● **Written problem**
Reproduce verbatim the part of the listing below that opens with the line containing "Objective: one point per instance of the sign" and closes with the final line of the listing, including both of those lines.

● **Entries**
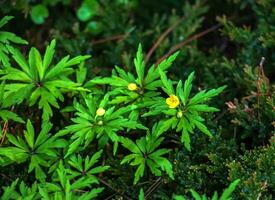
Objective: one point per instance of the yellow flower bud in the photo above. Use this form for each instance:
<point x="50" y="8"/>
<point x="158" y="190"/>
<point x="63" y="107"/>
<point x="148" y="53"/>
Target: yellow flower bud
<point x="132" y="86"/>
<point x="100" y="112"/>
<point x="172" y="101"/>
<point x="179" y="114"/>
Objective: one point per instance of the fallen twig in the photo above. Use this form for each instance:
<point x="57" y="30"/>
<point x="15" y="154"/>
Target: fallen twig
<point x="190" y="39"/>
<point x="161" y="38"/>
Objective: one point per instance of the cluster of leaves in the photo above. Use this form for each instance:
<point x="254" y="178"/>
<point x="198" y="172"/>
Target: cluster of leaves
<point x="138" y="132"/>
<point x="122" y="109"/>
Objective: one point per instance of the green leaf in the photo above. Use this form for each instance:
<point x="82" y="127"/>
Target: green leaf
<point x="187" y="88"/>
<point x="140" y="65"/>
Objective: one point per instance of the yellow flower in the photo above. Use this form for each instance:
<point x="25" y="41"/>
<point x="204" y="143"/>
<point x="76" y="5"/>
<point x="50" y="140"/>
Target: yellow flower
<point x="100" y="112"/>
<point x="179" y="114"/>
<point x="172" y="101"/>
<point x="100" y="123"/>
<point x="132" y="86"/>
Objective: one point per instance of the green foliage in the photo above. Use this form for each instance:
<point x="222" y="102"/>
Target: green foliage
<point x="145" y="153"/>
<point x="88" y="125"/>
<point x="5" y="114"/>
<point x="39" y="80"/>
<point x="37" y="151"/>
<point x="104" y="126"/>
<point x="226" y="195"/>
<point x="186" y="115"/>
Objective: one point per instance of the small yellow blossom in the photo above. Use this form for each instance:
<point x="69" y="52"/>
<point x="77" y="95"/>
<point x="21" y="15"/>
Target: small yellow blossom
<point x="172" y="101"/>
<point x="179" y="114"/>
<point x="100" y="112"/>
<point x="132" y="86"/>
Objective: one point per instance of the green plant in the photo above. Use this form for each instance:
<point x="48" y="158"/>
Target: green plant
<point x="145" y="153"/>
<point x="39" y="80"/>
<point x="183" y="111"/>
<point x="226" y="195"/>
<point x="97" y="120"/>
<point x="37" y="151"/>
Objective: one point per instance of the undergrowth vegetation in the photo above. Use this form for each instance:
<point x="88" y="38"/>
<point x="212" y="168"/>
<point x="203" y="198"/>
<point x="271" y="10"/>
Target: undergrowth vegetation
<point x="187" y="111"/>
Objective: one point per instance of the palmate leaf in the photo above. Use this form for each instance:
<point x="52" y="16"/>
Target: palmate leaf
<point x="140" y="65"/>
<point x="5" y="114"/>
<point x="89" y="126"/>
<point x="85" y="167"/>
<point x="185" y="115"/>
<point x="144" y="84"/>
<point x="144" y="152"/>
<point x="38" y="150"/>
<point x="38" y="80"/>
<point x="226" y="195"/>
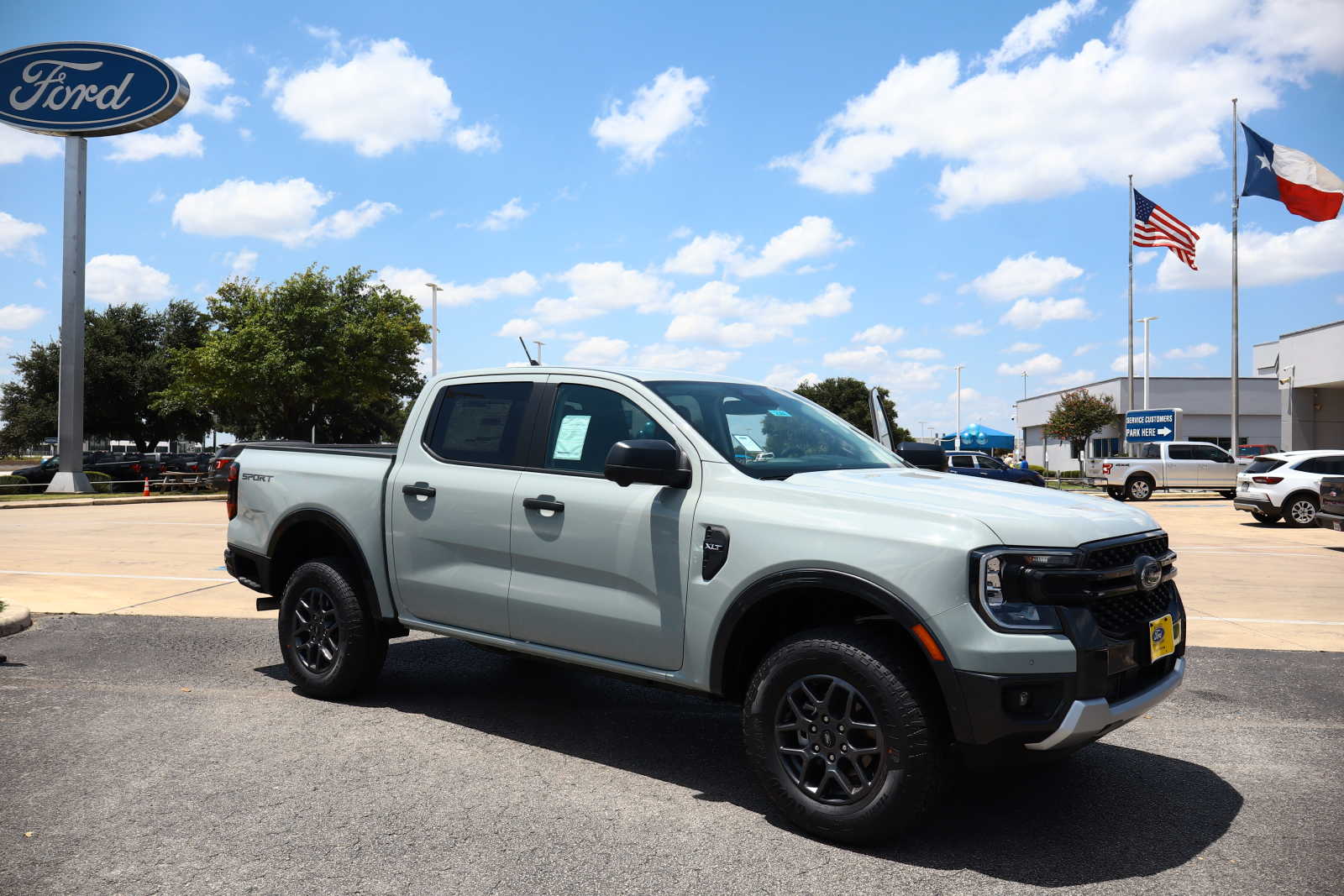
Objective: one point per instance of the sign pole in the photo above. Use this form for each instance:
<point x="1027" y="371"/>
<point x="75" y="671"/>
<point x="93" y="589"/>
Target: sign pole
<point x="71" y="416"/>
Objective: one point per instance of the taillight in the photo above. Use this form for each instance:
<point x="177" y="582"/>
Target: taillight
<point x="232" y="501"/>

● **Response below**
Objective: one point per instance of the sign pole in the photo above. Use this form for each instance:
<point x="1027" y="371"/>
<point x="75" y="671"/>
<point x="93" y="589"/>
Target: sign pole
<point x="71" y="416"/>
Objective: one point per instance of the taillight in the photo above. Use this form for each instance:
<point x="177" y="582"/>
Target: taillight
<point x="232" y="501"/>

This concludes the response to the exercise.